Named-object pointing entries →
-- START --
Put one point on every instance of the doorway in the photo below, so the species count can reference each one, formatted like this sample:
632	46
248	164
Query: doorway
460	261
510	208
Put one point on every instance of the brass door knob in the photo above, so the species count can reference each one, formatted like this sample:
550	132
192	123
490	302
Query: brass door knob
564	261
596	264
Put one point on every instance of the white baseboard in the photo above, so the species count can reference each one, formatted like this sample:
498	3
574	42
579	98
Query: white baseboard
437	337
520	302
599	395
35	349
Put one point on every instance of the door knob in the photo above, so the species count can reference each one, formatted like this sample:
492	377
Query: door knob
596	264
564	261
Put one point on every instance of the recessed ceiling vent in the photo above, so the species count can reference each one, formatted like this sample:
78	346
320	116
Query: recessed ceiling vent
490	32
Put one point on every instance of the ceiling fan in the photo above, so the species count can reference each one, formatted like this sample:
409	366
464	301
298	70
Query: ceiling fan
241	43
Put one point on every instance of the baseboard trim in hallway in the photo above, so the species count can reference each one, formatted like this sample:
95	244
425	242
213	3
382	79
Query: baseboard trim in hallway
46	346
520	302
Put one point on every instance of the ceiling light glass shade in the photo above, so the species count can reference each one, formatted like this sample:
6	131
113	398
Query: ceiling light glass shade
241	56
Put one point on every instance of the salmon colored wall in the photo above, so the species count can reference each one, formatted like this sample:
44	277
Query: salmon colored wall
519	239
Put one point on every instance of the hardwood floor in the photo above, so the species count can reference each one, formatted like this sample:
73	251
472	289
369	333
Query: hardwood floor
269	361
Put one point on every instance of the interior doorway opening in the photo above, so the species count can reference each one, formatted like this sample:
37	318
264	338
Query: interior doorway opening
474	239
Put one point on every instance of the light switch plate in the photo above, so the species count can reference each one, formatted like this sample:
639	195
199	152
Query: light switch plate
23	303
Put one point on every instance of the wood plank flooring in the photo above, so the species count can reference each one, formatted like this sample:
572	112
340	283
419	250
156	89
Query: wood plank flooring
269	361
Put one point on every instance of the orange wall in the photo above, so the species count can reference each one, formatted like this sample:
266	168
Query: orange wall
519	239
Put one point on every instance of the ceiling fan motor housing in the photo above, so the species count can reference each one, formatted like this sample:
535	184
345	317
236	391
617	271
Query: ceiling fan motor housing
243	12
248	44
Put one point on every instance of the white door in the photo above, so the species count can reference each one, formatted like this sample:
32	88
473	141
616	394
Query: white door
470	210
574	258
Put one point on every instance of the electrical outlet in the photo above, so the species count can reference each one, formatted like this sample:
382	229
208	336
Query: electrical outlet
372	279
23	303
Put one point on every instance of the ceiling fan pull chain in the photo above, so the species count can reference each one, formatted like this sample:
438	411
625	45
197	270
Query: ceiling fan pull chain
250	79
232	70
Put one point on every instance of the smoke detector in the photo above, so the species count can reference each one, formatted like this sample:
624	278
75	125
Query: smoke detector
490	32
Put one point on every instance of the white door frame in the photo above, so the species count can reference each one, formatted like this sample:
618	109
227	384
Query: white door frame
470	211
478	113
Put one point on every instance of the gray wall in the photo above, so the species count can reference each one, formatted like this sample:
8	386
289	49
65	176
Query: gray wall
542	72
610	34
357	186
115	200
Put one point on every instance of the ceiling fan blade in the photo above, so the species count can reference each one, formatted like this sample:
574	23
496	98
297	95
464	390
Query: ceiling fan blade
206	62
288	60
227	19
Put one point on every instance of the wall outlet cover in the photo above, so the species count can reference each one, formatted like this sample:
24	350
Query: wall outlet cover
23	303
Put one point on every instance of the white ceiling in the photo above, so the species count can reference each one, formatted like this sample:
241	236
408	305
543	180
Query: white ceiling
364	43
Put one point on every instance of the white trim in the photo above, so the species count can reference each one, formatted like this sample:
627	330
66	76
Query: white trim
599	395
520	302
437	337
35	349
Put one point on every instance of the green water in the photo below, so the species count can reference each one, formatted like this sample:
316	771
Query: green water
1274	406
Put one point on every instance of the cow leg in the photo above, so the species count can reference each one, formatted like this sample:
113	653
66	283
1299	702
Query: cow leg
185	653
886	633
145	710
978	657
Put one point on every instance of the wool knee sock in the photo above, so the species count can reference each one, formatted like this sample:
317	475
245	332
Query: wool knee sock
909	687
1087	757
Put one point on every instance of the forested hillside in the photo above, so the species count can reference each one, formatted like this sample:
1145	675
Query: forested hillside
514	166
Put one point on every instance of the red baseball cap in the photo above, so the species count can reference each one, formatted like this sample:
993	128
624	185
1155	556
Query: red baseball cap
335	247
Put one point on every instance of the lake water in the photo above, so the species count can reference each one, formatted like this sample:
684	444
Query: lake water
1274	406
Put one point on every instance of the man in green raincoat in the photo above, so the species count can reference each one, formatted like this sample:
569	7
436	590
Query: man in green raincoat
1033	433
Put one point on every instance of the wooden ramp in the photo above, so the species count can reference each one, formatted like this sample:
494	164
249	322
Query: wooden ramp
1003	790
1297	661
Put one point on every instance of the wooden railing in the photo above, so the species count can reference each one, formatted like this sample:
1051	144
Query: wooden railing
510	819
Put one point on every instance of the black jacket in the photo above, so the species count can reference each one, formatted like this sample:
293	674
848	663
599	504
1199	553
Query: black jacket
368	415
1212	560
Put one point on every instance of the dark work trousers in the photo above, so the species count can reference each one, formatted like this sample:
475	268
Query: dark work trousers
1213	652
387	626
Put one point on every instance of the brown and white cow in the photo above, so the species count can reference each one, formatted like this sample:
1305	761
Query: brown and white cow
-- END --
Problem details → Can you copy every line of the records above, changing nothing?

Expected answer →
Put one point on every instance of the doorway in the photo below, so the species count can reference each one, formatted like this sample:
632	46
248	164
Query: doorway
460	261
510	208
Put one point on every instance of the brass door knob in the photo above, so the species count can reference each one, formatted like this sample:
550	132
192	123
490	302
Query: brass door knob
564	261
596	264
Put one point on every instance of the white baseboard in the photo above, so the species count can reference each one, formatted like this sample:
498	3
574	42
579	98
Query: white baseboard
437	337
520	302
599	395
35	349
Put one point on every instance of the door knob in the photo above, so the species count can reference each one, formatted like this sample:
492	377
Query: door knob
596	264
564	261
Put one point on every instance of the recessed ceiling vent in the photo above, so the species count can reference each one, formatted like this sample:
78	346
320	116
Query: recessed ceiling vent
490	32
Put one point on every instance of the ceiling fan in the photo above, so the species count can reference each one, formatted like this sample:
409	366
464	301
298	70
Query: ceiling fan
241	43
Put one point on every instance of the baseboard trim in hallway in the photo above, so the species count can reference each one, formatted like this sample:
95	244
425	242
213	3
382	79
Query: baseboard trim in hallway
46	346
520	302
Put one point on every instance of the ceiling light glass shade in the photo above, so the species count can reference each one, formatted like this sample:
6	131
113	398
Query: ceiling light glass shade
241	56
Put one point on every instance of the salmon colored wall in the photo above, so the species count can reference each one, formatted like this sample:
44	277
Query: salmon colored wall
519	239
Put one point on every instance of the hardwood floor in the photo above, so the species count can reference each one, formatted like this sample:
73	251
472	289
369	333
Query: hardwood floor
269	361
Put one point on every instance of the interior doorway opening in the photo above, so the species count can reference each one, formatted like this sample:
37	318
264	338
Query: interior doorway opening
474	239
Put one point on every instance of the light switch plate in the photo above, so the species count can reference each one, formatted like this sample:
639	195
199	152
Query: light switch plate
23	303
Put one point on every instance of the wood plank flooring in the photo above, so the species count can reference each one, formatted like this sample:
572	112
340	283
419	250
156	89
Query: wood plank flooring
269	361
Put one point on every instance of the orange wall in the photo above, so the species count can reference each one, formatted like this sample:
266	168
Query: orange wall
519	239
Put one point on every instance of the ceiling fan motor housing in the photo above, so the species count can reference each one, formatted like this sample:
535	184
345	317
236	391
617	271
Query: ceiling fan motor housing
243	12
248	44
Put one point on every instance of the white door in the photo above, so the species count can reference each one, formatted like this sample:
32	88
473	141
616	394
Query: white door
470	210
574	258
Put one point on every instance of the electrical outlet in the photo above, so the species count can reference each one, formatted like this sample:
382	229
208	336
Query: electrical outlet
372	279
23	303
Put one point on every instance of the ceiling fan pull chain in the photo above, so the species count can reference each one, formatted like this sample:
438	411
625	45
197	270
Query: ceiling fan pull chain
250	79
232	70
Put one point on every instance of the smoke detector in the photo above, so the species count can reference each one, formatted like this sample:
624	278
75	125
Query: smoke detector
490	32
Put one point on every instance of the white door frame in the photo above, so the species count can reference each one, formatted like this sample:
618	109
227	384
Query: white door frame
470	211
478	113
Put one point on every instance of the gray wall in the photo above, so the species count can reference each one, formatted like this sample:
8	386
289	49
65	176
Query: gray wall
542	72
610	34
357	186
115	200
Put one point on every instance of the ceiling fan blade in the photo above, so the species count can reference each one, formatted like this sample:
574	23
496	98
297	95
464	390
Query: ceiling fan blade
206	62
288	60
227	19
Put one point on every instance of the wall outlet cover in the photo above, so the species count can reference each one, formatted like this sample:
24	350
Query: wall outlet cover
23	303
Put one point on every instance of the white ceiling in the photo above, so the species count can reference each one, formatted like this sample:
241	236
408	305
543	180
Query: white ceiling
364	43
Put one point on every instance of the white trim in the photo above, so the species count can reference each one, formatted like this sample:
627	330
66	76
Query: white trim
599	395
520	302
437	337
35	349
Put one point on every instance of the green water in the photo below, so the species count can reference each one, formatted like this sample:
316	771
Query: green water
1274	406
Put one point on every instance of the cow leg in the photo above, so the species count can reference each one, formatted like this sample:
113	653
66	283
1299	702
Query: cow leg
185	653
886	633
145	710
978	657
Put one point on every instance of the wool knee sock in the photo above, so the species count can reference each one, formatted like this sample:
317	475
245	332
Query: wool knee sock
909	687
1087	757
Put one point on every instance of the forested hillside in the photo above, so the species count can reference each one, formatted like this sample:
1145	675
Query: forested hillside
514	166
Put one point on every instance of the red baseball cap in the photo above, so the species count can reference each one, formatted like this sample:
993	128
624	185
1155	556
Query: red baseball cap
335	247
Put one point on every instance of the lake water in the photo above, so the species count can reference each one, formatted like this sample:
684	444
Query: lake water
1274	406
Put one point on every instance of the man in green raincoat in the photo above, so the species count can reference each one, formatted like this sample:
569	7
436	590
Query: man in green raincoat
1033	433
Put one point on every instance of the wooden ramp in the photo above, so the species count can reference each one, formatted like this sample:
494	164
249	322
Query: wooden ramp
1003	790
1297	661
Put one point on every instance of the wooden railing in the photo above, so the species count can reference each one, formatted like this sample:
1051	144
Query: wooden railing
510	819
Put one point on every instance of the black jacket in the photo above, so the species count can reference each one, formatted like this sample:
293	674
848	663
599	504
1199	553
Query: black jacket
368	415
1212	560
Put one point on every instance of the dark work trousers in the photo above, so the species count can reference each one, formatted like this sample:
475	268
Query: dark work trousers
1213	652
387	626
Put one point on every instance of the brown and white cow in the photo above, so the species count can reference each one, formatted like this sample:
1305	761
Query: brown and white cow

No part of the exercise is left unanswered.